╔══

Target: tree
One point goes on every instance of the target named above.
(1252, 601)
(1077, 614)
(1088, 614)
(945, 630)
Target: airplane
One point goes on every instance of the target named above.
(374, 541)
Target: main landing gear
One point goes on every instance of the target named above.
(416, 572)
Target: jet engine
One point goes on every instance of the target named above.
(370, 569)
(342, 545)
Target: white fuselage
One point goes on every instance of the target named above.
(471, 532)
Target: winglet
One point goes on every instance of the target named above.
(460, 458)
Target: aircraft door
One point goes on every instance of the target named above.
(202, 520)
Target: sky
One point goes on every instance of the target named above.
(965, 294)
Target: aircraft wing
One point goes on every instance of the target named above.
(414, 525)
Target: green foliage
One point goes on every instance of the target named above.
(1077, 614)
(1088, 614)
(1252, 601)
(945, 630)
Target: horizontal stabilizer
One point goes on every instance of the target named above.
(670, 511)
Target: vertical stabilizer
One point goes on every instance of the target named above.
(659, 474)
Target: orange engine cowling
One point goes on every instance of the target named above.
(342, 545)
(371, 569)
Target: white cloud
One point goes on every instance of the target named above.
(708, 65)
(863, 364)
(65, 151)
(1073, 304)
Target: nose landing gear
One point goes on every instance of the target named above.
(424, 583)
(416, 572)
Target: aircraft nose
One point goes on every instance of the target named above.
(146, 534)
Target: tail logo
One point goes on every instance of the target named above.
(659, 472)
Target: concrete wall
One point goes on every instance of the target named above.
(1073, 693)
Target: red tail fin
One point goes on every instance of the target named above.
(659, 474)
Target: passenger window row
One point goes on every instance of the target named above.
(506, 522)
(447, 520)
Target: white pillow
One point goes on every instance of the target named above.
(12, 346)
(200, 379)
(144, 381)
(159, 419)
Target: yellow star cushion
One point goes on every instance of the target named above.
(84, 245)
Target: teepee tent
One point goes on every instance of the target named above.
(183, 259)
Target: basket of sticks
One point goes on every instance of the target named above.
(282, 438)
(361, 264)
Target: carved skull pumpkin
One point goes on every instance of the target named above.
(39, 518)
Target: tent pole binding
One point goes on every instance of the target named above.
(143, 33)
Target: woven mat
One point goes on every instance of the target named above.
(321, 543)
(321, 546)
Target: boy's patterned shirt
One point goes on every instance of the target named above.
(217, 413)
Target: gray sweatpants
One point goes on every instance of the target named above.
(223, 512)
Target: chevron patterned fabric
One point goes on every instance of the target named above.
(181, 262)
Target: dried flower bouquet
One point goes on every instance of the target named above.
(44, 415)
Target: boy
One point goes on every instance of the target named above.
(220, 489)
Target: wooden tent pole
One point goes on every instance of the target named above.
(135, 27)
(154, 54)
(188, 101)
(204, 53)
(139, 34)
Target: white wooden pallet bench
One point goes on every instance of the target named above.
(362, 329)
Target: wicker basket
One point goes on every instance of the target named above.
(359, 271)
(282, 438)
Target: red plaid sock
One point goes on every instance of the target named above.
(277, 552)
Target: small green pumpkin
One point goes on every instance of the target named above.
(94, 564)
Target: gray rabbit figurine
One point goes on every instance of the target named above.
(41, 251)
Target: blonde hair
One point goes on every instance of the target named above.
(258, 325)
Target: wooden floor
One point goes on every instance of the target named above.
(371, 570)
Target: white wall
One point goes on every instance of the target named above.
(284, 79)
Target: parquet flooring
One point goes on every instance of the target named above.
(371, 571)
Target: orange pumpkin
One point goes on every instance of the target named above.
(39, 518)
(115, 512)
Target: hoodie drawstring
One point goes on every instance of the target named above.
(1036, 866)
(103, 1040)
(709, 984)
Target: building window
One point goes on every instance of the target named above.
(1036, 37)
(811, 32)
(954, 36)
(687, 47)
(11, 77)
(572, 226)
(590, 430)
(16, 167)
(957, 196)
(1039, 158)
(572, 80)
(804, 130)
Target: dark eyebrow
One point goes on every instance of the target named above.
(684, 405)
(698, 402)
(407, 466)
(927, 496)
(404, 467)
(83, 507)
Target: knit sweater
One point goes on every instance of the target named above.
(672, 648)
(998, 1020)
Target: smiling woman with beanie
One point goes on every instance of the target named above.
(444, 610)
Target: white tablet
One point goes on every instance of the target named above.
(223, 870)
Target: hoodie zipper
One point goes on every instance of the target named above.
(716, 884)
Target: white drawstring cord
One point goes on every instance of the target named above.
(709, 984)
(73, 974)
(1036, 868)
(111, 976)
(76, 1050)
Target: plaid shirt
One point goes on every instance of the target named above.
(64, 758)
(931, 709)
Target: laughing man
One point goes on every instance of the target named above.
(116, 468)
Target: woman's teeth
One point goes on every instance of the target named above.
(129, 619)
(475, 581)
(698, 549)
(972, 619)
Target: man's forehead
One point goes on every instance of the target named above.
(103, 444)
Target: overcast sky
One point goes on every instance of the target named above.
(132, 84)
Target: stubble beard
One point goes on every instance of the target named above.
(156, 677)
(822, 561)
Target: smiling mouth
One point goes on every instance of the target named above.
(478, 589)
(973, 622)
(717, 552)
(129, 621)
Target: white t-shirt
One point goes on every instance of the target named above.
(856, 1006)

╚══

• Problem description:
Using the entries above, say how many lines include the word "wall", with no other output.

• Result:
2